**Task objective**:
Put the rows below into a numbered list, one line per number, and skip any blank lines.

**Stored rows**:
▬▬▬

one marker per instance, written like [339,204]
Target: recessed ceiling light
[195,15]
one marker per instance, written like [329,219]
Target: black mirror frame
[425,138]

▬▬▬

**Exercise answer**:
1. one marker per instance, written like [339,204]
2. Target: recessed ceiling light
3. [195,15]
4. one marker per instance, written like [329,219]
5. Target: black mirror frame
6. [425,138]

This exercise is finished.